→ **EXTRACTED TEXT**:
## Start

Thanks for the insight. A $XX million exa-data system is no doubt impressive :)
> Another big problem I found with modeling real apps was the five second transaction timeout. This is not, as you might expect, a configurable value. It's hard-coded into the servers and clients. This turns into a hugely awkward limitation and routinely wrecks your application logic and forces you to implement very tricky concurrency algorithms inside your app, just to do basic tasks. For example, computing most reports over a large dataset does not work with FoundationDB because you can't get a consistent snapshot for more than five seconds!
I'm pretty sure that the 5-second transaction timeout is configurable with a knob. You just need enough RAM to hold the key-range information for the transaction timeout period. Basically: throughput * transaction_time_limit <= RAM, since FDB enforces that isolation reconciliation runs in memory.
But, the other reason that 5 seconds is the default is that e.g. 1 hour read/write transactions don't really make sense in the optimistic concurrency world. This is the downside of optimistic concurrency. The upside is that your system never gets blocked by bad-behaved long-running transactions, which is a serious issue in real production systems.
Finally, I think that the current "Redwood" storage engine does allow long-lived read transactions, even though the original engine backing FDB didn't.
If it's configurable that's very new. It definitely has been hard coded and unconfigurable by design the entire history of the project that I've known it. They just tell you to work around it, not tweak it for your app.
Transactions holding locks for too long are indeed a problem though in Oracle transactions can have priorities and steal each other's locks.
It looks like it might be knobs (which can be changed via config file) called MAX_WRITE_TRANSACTION_LIFE_VERSIONS and MAX_READ_TRANSACTION_LIFE_VERSIONS now (defined in ServerKnobs.cpp)? It's in microseconds and probably needs to be synced client and server.
I don't know the details know, but it was definitely configurable when I wrote it :) I remember arguing for setting it to a default of 30/60 seconds we decided against as that would have impacted throughput at our default RAM budget. I thought might have been a good tradeoff to get people going, thinking they could tune it down (or up the RAM) if they needed to scale up perf later.
Hah, well I'll defer to your knowledge then :) I don't remember seeing any kind of negotiation protocol between client and server to find out what the timeout is, which would be needed for it to be properly configurable. But it could be easily added I guess. I admit I never understood why changing it wasn't a proper feature.
> I started a job at Oracle Labs where I ended up using their database in a project, and that kind of gave me a new perspective on all this stuff.
I feel like a mandatory ~6 week boot camp using big boy SQL in a gigantic enterprise could go a long way to helping grow a lot of developers.
HN on average seems to have grave misconceptions regarding the true value of products like Oracle, MSSQL and DB2.

## End

→ **DATA BLOCK**:
## Start

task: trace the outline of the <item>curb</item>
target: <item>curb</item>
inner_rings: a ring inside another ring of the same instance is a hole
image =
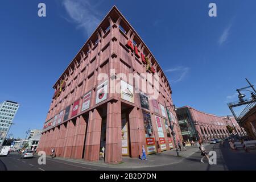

## End

→ **DIRECTIONS**:
- 1) In the FoundationDB thread, what unit is the transaction lifetime knob measured in?
- 2) Please list the database products named in the final comment of the FoundationDB thread.
- 3) Write out the FoundationDB thread starting with "Thanks for the" and going on through "than five seconds!".
The listing has no connection to the FoundationDB thread.

→ **RESPONSES TO THE EXERCISE**:
- 1) Microseconds.

- 2) Oracle, MSSQL, DB2

- 3)
Thanks for the insight. A $XX million exa-data system is no doubt impressive :)
> Another big problem I found with modeling real apps was the five second transaction timeout. This is not, as you might expect, a configurable value. It's hard-coded into the servers and clients. This turns into a hugely awkward limitation and routinely wrecks your application logic and forces you to implement very tricky concurrency algorithms inside your app, just to do basic tasks. For example, computing most reports over a large dataset does not work with FoundationDB because you can't get a consistent snapshot for more than five seconds!